### [Set exercise]
Put the lines of the entries below into a Markdown table with two columns, Row and Line, where Row holds a running number and Line holds the text of that line. Leave out any blank lines.

### [Data records]
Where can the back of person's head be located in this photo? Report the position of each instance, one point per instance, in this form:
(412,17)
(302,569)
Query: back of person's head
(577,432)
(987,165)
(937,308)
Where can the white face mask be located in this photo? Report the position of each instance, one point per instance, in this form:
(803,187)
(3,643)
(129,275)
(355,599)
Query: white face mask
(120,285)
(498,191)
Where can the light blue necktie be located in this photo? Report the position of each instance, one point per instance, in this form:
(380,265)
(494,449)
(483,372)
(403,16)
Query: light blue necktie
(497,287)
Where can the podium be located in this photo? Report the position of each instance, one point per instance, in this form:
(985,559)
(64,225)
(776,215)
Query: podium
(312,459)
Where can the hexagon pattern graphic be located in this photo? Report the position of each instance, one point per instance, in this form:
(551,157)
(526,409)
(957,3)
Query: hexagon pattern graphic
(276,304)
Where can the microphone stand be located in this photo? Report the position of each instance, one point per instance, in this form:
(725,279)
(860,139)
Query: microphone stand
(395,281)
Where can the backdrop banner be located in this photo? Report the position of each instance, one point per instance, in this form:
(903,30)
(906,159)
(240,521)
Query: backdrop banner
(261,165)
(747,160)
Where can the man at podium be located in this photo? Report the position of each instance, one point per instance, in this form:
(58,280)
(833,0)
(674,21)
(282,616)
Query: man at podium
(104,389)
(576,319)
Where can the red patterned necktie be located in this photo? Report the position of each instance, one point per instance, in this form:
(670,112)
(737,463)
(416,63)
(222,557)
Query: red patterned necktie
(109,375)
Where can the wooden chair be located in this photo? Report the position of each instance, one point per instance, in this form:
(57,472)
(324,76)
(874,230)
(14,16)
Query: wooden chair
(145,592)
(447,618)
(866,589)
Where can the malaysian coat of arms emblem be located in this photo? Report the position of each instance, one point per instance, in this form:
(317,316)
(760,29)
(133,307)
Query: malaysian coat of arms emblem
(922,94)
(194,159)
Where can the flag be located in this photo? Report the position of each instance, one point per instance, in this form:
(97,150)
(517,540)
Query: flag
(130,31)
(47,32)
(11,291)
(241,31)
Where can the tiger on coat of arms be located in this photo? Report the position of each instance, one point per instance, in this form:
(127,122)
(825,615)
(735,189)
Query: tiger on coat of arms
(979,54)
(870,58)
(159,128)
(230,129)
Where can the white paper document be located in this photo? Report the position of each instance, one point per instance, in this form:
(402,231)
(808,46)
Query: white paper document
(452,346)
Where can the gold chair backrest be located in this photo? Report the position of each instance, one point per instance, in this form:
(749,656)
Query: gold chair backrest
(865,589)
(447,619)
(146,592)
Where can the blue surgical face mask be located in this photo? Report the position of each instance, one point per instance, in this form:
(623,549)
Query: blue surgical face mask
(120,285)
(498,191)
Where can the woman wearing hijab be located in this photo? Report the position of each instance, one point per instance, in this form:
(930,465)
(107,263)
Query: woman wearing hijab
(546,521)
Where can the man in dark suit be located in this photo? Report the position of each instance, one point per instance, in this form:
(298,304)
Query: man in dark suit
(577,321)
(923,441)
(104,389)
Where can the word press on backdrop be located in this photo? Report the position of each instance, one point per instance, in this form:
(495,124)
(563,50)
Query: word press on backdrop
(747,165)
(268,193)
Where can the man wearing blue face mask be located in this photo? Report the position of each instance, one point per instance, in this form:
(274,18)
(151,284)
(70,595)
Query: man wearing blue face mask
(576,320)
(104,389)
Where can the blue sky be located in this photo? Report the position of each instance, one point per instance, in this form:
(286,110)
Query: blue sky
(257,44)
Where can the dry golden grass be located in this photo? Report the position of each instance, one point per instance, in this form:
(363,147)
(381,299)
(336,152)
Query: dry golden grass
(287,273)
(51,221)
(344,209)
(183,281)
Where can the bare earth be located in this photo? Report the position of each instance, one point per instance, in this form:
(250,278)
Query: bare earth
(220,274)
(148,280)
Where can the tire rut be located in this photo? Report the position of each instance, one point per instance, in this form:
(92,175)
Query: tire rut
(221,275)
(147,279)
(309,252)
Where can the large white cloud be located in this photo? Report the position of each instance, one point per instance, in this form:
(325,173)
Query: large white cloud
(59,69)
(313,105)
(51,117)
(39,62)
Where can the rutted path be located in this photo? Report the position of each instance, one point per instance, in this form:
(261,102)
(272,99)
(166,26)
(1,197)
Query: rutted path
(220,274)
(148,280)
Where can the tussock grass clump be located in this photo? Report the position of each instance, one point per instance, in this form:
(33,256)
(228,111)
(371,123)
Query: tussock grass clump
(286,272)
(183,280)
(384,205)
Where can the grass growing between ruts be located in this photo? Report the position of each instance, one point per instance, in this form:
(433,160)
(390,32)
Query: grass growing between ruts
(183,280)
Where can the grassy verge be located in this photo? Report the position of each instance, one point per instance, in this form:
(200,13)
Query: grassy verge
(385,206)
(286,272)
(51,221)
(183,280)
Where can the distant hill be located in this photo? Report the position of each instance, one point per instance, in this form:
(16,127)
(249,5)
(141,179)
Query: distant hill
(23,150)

### [Result of this exercise]
| Row | Line |
|---|---|
| 1 | Where can the back of person's head be located in this photo? Report the position of each instance, one point per instance, in this form: |
| 2 | (412,17) |
| 3 | (302,569) |
| 4 | Query: back of person's head |
| 5 | (577,432) |
| 6 | (987,165) |
| 7 | (937,308) |
| 8 | Where can the white face mask be located in this photo? Report the position of each instance, one point per instance, in this form: |
| 9 | (803,187) |
| 10 | (3,643) |
| 11 | (129,275) |
| 12 | (355,599) |
| 13 | Query: white face mask |
| 14 | (120,285) |
| 15 | (498,191) |
| 16 | Where can the light blue necktie be located in this photo? Report the position of each instance, one point per instance, in this form: |
| 17 | (380,265) |
| 18 | (494,449) |
| 19 | (483,372) |
| 20 | (403,16) |
| 21 | Query: light blue necktie |
| 22 | (497,287) |
| 23 | Where can the podium be located in this photo? Report the position of each instance, one point per instance, in this form: |
| 24 | (985,559) |
| 25 | (64,225) |
| 26 | (776,215) |
| 27 | Query: podium |
| 28 | (312,459) |
| 29 | Where can the hexagon pattern graphic be located in this photo? Report the position of each instance, one point per instance, in this form: |
| 30 | (551,157) |
| 31 | (526,409) |
| 32 | (957,3) |
| 33 | Query: hexagon pattern graphic |
| 34 | (276,304) |
| 35 | Where can the microphone stand be located in this photo? Report the position of each instance, one point per instance, in this form: |
| 36 | (725,279) |
| 37 | (860,139) |
| 38 | Query: microphone stand |
| 39 | (395,281) |
| 40 | Where can the backdrop banner be located in this photo? Report the position of each instance, one point per instance, in this form: |
| 41 | (903,30) |
| 42 | (906,159) |
| 43 | (240,521) |
| 44 | Query: backdrop banner |
| 45 | (261,165) |
| 46 | (747,160) |
| 47 | Where can the man at podium be located in this photo? Report the position of each instance, one point per instance, in this form: |
| 48 | (58,280) |
| 49 | (833,0) |
| 50 | (674,21) |
| 51 | (282,616) |
| 52 | Query: man at podium |
| 53 | (104,389) |
| 54 | (576,319) |
| 55 | Where can the red patterned necktie be located in this photo? Report the position of each instance, one point per instance, in this form: |
| 56 | (670,112) |
| 57 | (737,463) |
| 58 | (416,63) |
| 59 | (222,557) |
| 60 | Query: red patterned necktie |
| 61 | (109,375) |
| 62 | Where can the wooden chair be located in this photo? Report the position of each instance, one point per instance, in this form: |
| 63 | (57,472) |
| 64 | (324,76) |
| 65 | (874,230) |
| 66 | (14,16) |
| 67 | Query: wooden chair |
| 68 | (145,592) |
| 69 | (447,618) |
| 70 | (866,589) |
| 71 | Where can the malaysian coat of arms emblem be located in this photo? Report the position of each instance, one point per instance, in this form: |
| 72 | (317,316) |
| 73 | (760,29) |
| 74 | (133,307) |
| 75 | Query: malaysian coat of arms emblem |
| 76 | (922,94) |
| 77 | (194,159) |
| 78 | Where can the flag be located in this photo? Report the position of each instance, one point per instance, in this form: |
| 79 | (97,150) |
| 80 | (517,540) |
| 81 | Query: flag |
| 82 | (130,31) |
| 83 | (47,32) |
| 84 | (11,291) |
| 85 | (241,31) |
| 86 | Where can the tiger on coat of arms be located in this photo? Report the position of each instance, one point per instance, in this form: |
| 87 | (127,122) |
| 88 | (825,615) |
| 89 | (735,189) |
| 90 | Query: tiger on coat of arms |
| 91 | (979,54) |
| 92 | (870,58) |
| 93 | (159,128) |
| 94 | (230,129) |
| 95 | Where can the white paper document be located in this photo? Report the position of each instance, one point per instance, in this form: |
| 96 | (402,231) |
| 97 | (808,46) |
| 98 | Query: white paper document |
| 99 | (452,346) |
| 100 | Where can the gold chair backrest be located in this photo? Report the position of each instance, one point per instance, in this form: |
| 101 | (749,656) |
| 102 | Query: gold chair backrest |
| 103 | (865,589) |
| 104 | (447,619) |
| 105 | (146,592) |
| 106 | Where can the blue surgical face mask be located in this photo? Report the position of each instance, one point per instance, in this form: |
| 107 | (623,549) |
| 108 | Query: blue surgical face mask |
| 109 | (120,285) |
| 110 | (498,191) |
| 111 | Where can the woman wearing hijab be located in this photo? Report the position of each instance, one point per instance, in this form: |
| 112 | (930,465) |
| 113 | (107,263) |
| 114 | Query: woman wearing hijab |
| 115 | (546,521) |
| 116 | Where can the man in dark suit be located in this photo? Report the position of each instance, one point per instance, in this form: |
| 117 | (298,304) |
| 118 | Query: man in dark suit |
| 119 | (577,321) |
| 120 | (923,441) |
| 121 | (104,389) |
| 122 | Where can the word press on backdrop be located in this photo? Report the position of each instance, one point per instance, in this form: |
| 123 | (495,124) |
| 124 | (563,50) |
| 125 | Query: word press on backdrop |
| 126 | (747,165) |
| 127 | (268,193) |
| 128 | Where can the man wearing blue face mask be located in this photo? Report the position of each instance, one point per instance, in this form: |
| 129 | (274,18) |
| 130 | (151,284) |
| 131 | (70,595) |
| 132 | Query: man wearing blue face mask |
| 133 | (576,320) |
| 134 | (104,389) |
| 135 | Where can the blue sky be located in this photo? Report the position of each instance, one point per instance, in this form: |
| 136 | (286,110) |
| 137 | Query: blue sky |
| 138 | (257,44) |
| 139 | Where can the dry golden grass be located in this photo? Report the position of each instance, one point per instance, in this form: |
| 140 | (363,147) |
| 141 | (381,299) |
| 142 | (336,152) |
| 143 | Query: dry golden grass |
| 144 | (287,273) |
| 145 | (51,221) |
| 146 | (344,209) |
| 147 | (183,281) |
| 148 | Where can the bare earth be located in this photo? Report the position of each instance, one point per instance, in this form: |
| 149 | (250,278) |
| 150 | Query: bare earth |
| 151 | (220,274) |
| 152 | (148,280) |
| 153 | Where can the tire rut be located in this photo? Report the position of each instance, one point per instance, in this form: |
| 154 | (92,175) |
| 155 | Query: tire rut |
| 156 | (221,275) |
| 157 | (147,279) |
| 158 | (309,252) |
| 159 | Where can the large white cloud be located in this photo? Report the position of each instance, one point per instance, in this form: |
| 160 | (325,173) |
| 161 | Query: large white cloud |
| 162 | (59,69) |
| 163 | (313,105) |
| 164 | (51,117) |
| 165 | (39,62) |
| 166 | Where can the rutted path be located in this photo? Report the position of each instance, one point per instance, in this form: |
| 167 | (261,102) |
| 168 | (272,99) |
| 169 | (166,26) |
| 170 | (1,197) |
| 171 | Query: rutted path |
| 172 | (220,274) |
| 173 | (148,280) |
| 174 | Where can the tussock grass clump be located in this photo? Report the position of each instance, one point per instance, in this form: |
| 175 | (33,256) |
| 176 | (228,111) |
| 177 | (371,123) |
| 178 | Query: tussock grass clump |
| 179 | (286,272) |
| 180 | (183,280) |
| 181 | (384,205) |
| 182 | Where can the grass growing between ruts be located in this photo? Report the position of each instance, one point per instance, in this form: |
| 183 | (433,160) |
| 184 | (390,32) |
| 185 | Query: grass growing between ruts |
| 186 | (183,280) |
| 187 | Where can the grassy verge be located in this photo? Report the position of each instance, one point per instance, in this form: |
| 188 | (200,13) |
| 189 | Query: grassy verge |
| 190 | (385,206) |
| 191 | (286,272) |
| 192 | (51,221) |
| 193 | (183,280) |
| 194 | Where can the distant hill be located in this photo? Report the position of each instance, one point per instance, in this form: |
| 195 | (16,127) |
| 196 | (249,5) |
| 197 | (141,179) |
| 198 | Query: distant hill |
| 199 | (23,150) |